#### Texto para análise:
☆ ☆ ☆ ☆ ☆ ☆ ☆
Viviane Couto, professora da Escola Municipal Ginásio Olimpíadas Rio 2016, ex-moradora da Maré destacou a importância da escolha do território e da vontade de mudar a vida dos alunos. Para ela, é preciso ter uma política educacional para a Maré. “Falta qualidade da manutenção dos prédios. O professor está na luta, mas não tem estrutura. É só olhar o terreno das escolas com capim alto, o que se percebe que não há cobrança política. Falta professor de apoio e reserva, o que causa a continuidade na rotina de estudo para o aluno.” Ela foi interrompida por aplausos quando pediu à Coordenadoria Regional de Educação (CRE) soluções dessas questões.
☆ ☆ ☆ ☆ ☆ ☆ ☆
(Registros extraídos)
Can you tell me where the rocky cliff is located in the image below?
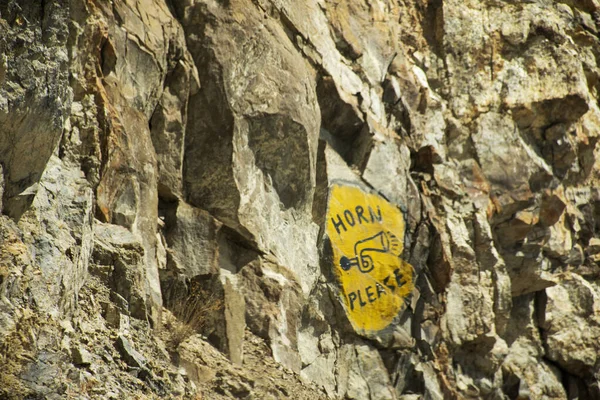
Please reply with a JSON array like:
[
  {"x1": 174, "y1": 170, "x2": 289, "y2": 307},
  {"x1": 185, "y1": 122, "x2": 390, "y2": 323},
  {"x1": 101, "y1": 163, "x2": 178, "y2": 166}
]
[{"x1": 0, "y1": 0, "x2": 600, "y2": 400}]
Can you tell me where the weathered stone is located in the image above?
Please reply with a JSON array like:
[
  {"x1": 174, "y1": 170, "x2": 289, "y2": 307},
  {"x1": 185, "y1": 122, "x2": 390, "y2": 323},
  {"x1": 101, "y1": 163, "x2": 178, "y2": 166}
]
[
  {"x1": 540, "y1": 273, "x2": 600, "y2": 377},
  {"x1": 115, "y1": 335, "x2": 147, "y2": 368},
  {"x1": 71, "y1": 347, "x2": 93, "y2": 366},
  {"x1": 0, "y1": 1, "x2": 72, "y2": 220}
]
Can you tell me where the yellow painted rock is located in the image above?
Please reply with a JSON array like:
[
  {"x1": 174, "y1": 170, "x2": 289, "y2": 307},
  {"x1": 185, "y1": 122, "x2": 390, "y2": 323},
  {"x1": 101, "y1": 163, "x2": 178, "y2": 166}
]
[{"x1": 327, "y1": 184, "x2": 414, "y2": 332}]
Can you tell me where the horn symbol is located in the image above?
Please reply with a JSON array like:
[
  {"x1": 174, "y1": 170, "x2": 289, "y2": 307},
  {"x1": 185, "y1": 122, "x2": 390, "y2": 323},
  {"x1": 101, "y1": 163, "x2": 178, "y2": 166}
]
[{"x1": 340, "y1": 231, "x2": 398, "y2": 273}]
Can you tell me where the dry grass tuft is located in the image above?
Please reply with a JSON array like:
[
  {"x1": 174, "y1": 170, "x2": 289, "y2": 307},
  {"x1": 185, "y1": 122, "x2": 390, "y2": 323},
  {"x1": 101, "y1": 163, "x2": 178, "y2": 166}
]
[{"x1": 166, "y1": 282, "x2": 223, "y2": 348}]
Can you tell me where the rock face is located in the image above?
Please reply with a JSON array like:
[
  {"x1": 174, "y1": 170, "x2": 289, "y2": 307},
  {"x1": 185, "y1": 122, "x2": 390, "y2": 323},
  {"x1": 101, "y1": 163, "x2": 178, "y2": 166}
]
[{"x1": 0, "y1": 0, "x2": 600, "y2": 400}]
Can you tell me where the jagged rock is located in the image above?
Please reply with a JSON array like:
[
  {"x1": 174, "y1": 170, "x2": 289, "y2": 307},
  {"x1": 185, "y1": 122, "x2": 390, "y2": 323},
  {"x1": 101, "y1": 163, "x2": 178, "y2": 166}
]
[
  {"x1": 5, "y1": 0, "x2": 600, "y2": 400},
  {"x1": 71, "y1": 347, "x2": 93, "y2": 366},
  {"x1": 115, "y1": 335, "x2": 147, "y2": 368},
  {"x1": 540, "y1": 273, "x2": 600, "y2": 377},
  {"x1": 0, "y1": 1, "x2": 72, "y2": 219}
]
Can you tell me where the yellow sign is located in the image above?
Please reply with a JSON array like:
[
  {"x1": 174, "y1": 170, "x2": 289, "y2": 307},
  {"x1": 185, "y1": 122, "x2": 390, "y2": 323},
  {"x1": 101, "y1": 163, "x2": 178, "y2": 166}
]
[{"x1": 327, "y1": 184, "x2": 414, "y2": 331}]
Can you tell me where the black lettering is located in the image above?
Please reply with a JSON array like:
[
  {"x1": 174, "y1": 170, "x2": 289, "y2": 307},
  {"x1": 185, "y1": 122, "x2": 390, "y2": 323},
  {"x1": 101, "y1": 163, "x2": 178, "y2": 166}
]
[
  {"x1": 383, "y1": 275, "x2": 396, "y2": 293},
  {"x1": 358, "y1": 290, "x2": 367, "y2": 308},
  {"x1": 344, "y1": 210, "x2": 356, "y2": 226},
  {"x1": 356, "y1": 206, "x2": 369, "y2": 225},
  {"x1": 331, "y1": 214, "x2": 348, "y2": 235},
  {"x1": 375, "y1": 282, "x2": 387, "y2": 299},
  {"x1": 365, "y1": 286, "x2": 377, "y2": 303},
  {"x1": 348, "y1": 292, "x2": 356, "y2": 310},
  {"x1": 394, "y1": 268, "x2": 404, "y2": 287},
  {"x1": 369, "y1": 206, "x2": 383, "y2": 222}
]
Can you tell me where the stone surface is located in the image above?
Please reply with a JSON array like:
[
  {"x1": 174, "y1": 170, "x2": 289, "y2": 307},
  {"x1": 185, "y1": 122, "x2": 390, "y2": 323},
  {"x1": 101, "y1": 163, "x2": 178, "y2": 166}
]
[{"x1": 0, "y1": 0, "x2": 600, "y2": 400}]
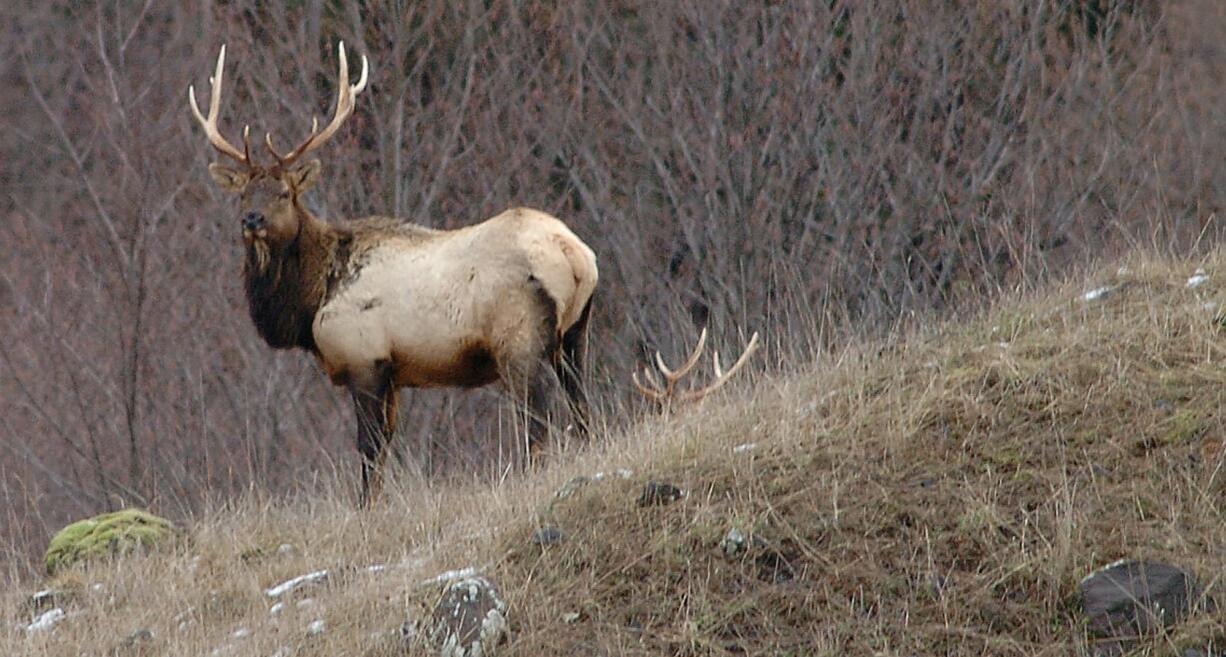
☆ ☆ ☆ ☆ ☆ ☆ ☆
#### Tarefas propostas:
1. Reescreva em forma de lista o parágrafo do texto para análise que começa com "Viviane Couto, professora da Escola Municipal". Mantenha os fatos principais.
2. Liste todas as carências que Viviane Couto aponta na fala citada entre aspas no texto para análise.
3. Responda com base no texto para análise:
(a) Em que escola Viviane Couto é professora?
(b) Segundo ela, o que é preciso ter para a Maré?
(c) O que interrompeu sua fala?

#### Resultados das tarefas:
1.
- Viviane Couto é professora da Escola Municipal Ginásio Olimpíadas Rio 2016 e ex-moradora da Maré.
- Ela destacou a importância da escolha do território e da vontade de mudar a vida dos alunos.
- Para ela, é preciso ter uma política educacional para a Maré.
- Ela apontou falta de qualidade na manutenção dos prédios e falta de estrutura para o professor.
- Segundo ela, o capim alto nos terrenos das escolas mostra que não há cobrança política.
- Ela citou ainda a falta de professor de apoio e reserva.
- Foi interrompida por aplausos ao pedir à Coordenadoria Regional de Educação (CRE) soluções para essas questões.

2.
- Falta de qualidade na manutenção dos prédios
- Falta de estrutura para o professor
- Falta de cobrança política
- Falta de professor de apoio e reserva

3.
(a) Na Escola Municipal Ginásio Olimpíadas Rio 2016.
(b) Uma política educacional.
(c) Aplausos, quando ela pediu à Coordenadoria Regional de Educação (CRE) soluções dessas questões.